Could you copy the stretch of lines from the one containing "Locate jacket cuff" through the one containing "[618,5,887,680]", both included, and give only those lines? Multiply every bounding box coordinate by 0.25 and round each to a whole number, rounding halves up.

**Material for the task:**
◆ ◆ ◆

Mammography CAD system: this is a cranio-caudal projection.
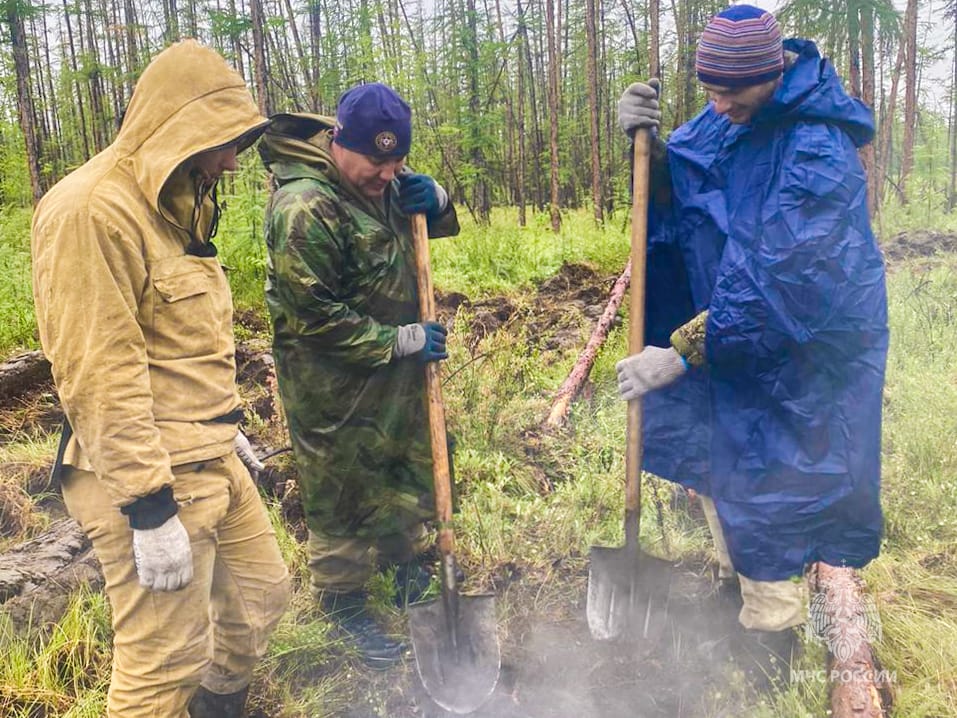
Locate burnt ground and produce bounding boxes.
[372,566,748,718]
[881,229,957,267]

◆ ◆ ◆

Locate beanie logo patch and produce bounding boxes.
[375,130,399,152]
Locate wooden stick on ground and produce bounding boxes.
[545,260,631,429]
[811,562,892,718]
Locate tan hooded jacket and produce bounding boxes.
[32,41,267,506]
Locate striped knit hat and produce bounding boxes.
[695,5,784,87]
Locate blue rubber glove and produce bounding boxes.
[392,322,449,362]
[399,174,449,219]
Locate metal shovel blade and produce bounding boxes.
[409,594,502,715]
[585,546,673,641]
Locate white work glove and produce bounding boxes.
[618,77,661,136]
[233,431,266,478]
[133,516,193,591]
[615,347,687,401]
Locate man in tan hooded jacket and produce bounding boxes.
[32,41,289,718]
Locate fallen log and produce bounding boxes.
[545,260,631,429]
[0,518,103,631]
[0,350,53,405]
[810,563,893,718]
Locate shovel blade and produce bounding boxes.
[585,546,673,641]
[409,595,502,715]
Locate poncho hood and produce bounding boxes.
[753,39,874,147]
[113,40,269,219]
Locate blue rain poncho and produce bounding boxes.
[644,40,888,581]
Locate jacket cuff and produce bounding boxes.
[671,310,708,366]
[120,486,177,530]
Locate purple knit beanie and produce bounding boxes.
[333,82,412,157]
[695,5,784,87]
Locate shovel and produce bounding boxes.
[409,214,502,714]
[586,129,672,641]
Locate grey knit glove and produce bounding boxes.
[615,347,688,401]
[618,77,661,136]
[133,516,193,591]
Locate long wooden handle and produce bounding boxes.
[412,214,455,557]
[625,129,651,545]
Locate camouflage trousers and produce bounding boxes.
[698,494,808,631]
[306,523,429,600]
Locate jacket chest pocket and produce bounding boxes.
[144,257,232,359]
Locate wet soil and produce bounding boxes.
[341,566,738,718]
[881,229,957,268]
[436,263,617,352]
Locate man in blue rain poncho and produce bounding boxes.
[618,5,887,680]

◆ ◆ ◆

**The result:**
Locate jacket cuff and produce bounding boxes.
[168,78,177,92]
[30,122,44,133]
Locate purple knit beanie and produce bounding boxes.
[83,21,103,39]
[174,1,196,22]
Locate shovel and produce bounding boxes.
[102,54,126,179]
[147,32,168,160]
Locate grey knit glove and produce bounding boxes.
[154,87,172,100]
[155,19,165,34]
[33,129,48,148]
Locate long wooden handle and produce bounding boxes.
[103,54,114,139]
[156,32,163,136]
Locate camouflage trousers and produce bounding boxes.
[175,124,202,158]
[77,131,107,150]
Locate jacket chest pocket and produce bounding boxes.
[36,64,58,90]
Locate wet soil and produce bounding boxes.
[85,142,185,180]
[220,57,239,67]
[109,66,154,88]
Locate man in blue rain poncho and produce bounding boxes.
[155,1,222,170]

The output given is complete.